● **Task to complete**: The data below is to be returned in full and exactly.

● **Given data**:

## BEGIN

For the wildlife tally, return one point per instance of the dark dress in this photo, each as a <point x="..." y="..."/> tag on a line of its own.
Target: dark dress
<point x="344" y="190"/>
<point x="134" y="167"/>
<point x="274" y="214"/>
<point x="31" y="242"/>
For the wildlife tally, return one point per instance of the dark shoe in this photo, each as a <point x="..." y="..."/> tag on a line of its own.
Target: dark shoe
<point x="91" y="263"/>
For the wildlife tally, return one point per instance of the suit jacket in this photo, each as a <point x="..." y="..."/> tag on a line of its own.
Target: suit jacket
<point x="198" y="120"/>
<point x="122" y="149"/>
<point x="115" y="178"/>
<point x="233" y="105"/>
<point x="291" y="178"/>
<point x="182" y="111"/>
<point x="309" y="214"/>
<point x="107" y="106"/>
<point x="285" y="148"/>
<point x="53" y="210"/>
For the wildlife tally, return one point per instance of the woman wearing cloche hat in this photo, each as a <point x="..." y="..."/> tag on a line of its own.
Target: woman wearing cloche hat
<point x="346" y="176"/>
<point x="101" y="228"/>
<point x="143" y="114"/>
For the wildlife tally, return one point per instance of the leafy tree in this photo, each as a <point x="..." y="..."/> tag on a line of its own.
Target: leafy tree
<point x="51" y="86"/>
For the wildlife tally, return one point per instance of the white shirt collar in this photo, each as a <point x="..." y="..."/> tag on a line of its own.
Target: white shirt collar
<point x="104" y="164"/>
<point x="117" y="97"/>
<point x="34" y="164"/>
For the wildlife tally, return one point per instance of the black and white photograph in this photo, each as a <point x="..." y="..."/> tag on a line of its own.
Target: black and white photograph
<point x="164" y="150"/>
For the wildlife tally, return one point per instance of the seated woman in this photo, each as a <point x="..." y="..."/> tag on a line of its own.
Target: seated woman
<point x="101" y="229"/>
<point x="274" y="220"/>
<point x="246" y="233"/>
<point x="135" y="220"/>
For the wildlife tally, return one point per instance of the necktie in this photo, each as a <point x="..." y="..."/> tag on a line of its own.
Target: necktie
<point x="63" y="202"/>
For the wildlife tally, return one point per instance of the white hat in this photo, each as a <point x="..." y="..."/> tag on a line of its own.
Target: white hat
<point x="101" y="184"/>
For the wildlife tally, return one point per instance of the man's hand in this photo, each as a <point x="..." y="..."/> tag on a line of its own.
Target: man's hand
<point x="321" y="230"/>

## END

● **Task response**:
For the wildlife tally, return one point per instance of the dark dress in this photo, each as a <point x="..." y="..."/> tag on a line of its own.
Target: dark dress
<point x="344" y="190"/>
<point x="134" y="167"/>
<point x="274" y="214"/>
<point x="31" y="242"/>
For the wildlife tally, return one point per instance of the dark shoe in this photo, each as a <point x="..." y="..."/> tag on a line of its own.
Target: dark shoe
<point x="91" y="263"/>
For the wildlife tally, return one point per instance of the suit jacket in this photo, each as a <point x="..." y="..."/> tag on a line of its own.
Target: suit jacket
<point x="198" y="120"/>
<point x="122" y="149"/>
<point x="115" y="178"/>
<point x="233" y="105"/>
<point x="291" y="178"/>
<point x="182" y="111"/>
<point x="309" y="214"/>
<point x="107" y="106"/>
<point x="285" y="148"/>
<point x="53" y="210"/>
For the wildlife tally, return one point per instance of the woman wearing cloche hat in this photo, each as a <point x="..." y="..."/> tag on a line of its own.
Target: woman wearing cloche hat
<point x="346" y="176"/>
<point x="101" y="228"/>
<point x="143" y="114"/>
For the wildlife tally, return one point per instance of the leafy tree in this photo, each as a <point x="..." y="..."/> tag on a line of its own.
Target: leafy tree
<point x="51" y="86"/>
For the wildlife tally, return one point per instance of the white shirt collar in this photo, each as a <point x="..." y="..."/> tag on a line of its own.
Target: white shirt collar
<point x="104" y="164"/>
<point x="117" y="97"/>
<point x="34" y="164"/>
For the wildlife tally, return one point per instance of the black and white photograph in this photo, each as a <point x="..." y="..."/> tag on a line of its own.
Target: black and white photograph
<point x="164" y="150"/>
For the wildlife tally, return one point per instance of the seated woman in this photo, each as a <point x="..." y="..."/> tag on a line of its own.
Target: seated woman
<point x="101" y="229"/>
<point x="274" y="220"/>
<point x="246" y="233"/>
<point x="135" y="220"/>
For the wildlife tally, return one point per instance of the necktie in this photo, each as a <point x="..." y="..."/> tag on a line of its own.
Target: necktie
<point x="63" y="202"/>
For the wildlife tally, return one point per instance of the white hat in this photo, each as a <point x="..." y="..."/> tag on a line of its own.
Target: white hat
<point x="101" y="184"/>
For the wildlife tally, return one point per instance of the man's hand in this photo, each as a <point x="..." y="..."/> tag on a line of its own.
Target: man's hand
<point x="321" y="230"/>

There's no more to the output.